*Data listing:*
---+---
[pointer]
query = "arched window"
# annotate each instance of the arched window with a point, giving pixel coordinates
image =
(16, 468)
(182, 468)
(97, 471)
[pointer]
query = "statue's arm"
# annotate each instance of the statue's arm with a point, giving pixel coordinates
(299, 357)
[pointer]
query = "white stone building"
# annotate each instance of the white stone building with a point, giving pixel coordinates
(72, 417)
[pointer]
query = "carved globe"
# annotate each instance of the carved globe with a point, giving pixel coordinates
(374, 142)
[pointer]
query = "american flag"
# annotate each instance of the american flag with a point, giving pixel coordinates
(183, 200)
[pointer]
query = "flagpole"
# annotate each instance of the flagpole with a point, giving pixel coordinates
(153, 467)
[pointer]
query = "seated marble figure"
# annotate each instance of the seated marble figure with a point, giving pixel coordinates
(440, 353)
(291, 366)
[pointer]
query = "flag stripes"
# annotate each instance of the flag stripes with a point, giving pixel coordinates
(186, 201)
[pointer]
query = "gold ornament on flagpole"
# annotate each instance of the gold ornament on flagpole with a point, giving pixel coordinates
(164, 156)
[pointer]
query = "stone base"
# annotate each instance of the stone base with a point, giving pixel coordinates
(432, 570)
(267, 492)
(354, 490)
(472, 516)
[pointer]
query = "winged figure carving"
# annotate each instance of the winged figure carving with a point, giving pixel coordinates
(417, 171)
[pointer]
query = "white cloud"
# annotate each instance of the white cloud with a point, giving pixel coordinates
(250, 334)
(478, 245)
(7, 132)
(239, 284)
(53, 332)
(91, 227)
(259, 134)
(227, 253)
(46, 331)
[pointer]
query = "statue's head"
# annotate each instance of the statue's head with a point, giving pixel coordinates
---+---
*Task description:*
Pull out every line in the items above that contains the string "building". Case matters.

*Final answer:*
query = "white stone building"
# annotate each instance of the white stone building with a point, giving pixel coordinates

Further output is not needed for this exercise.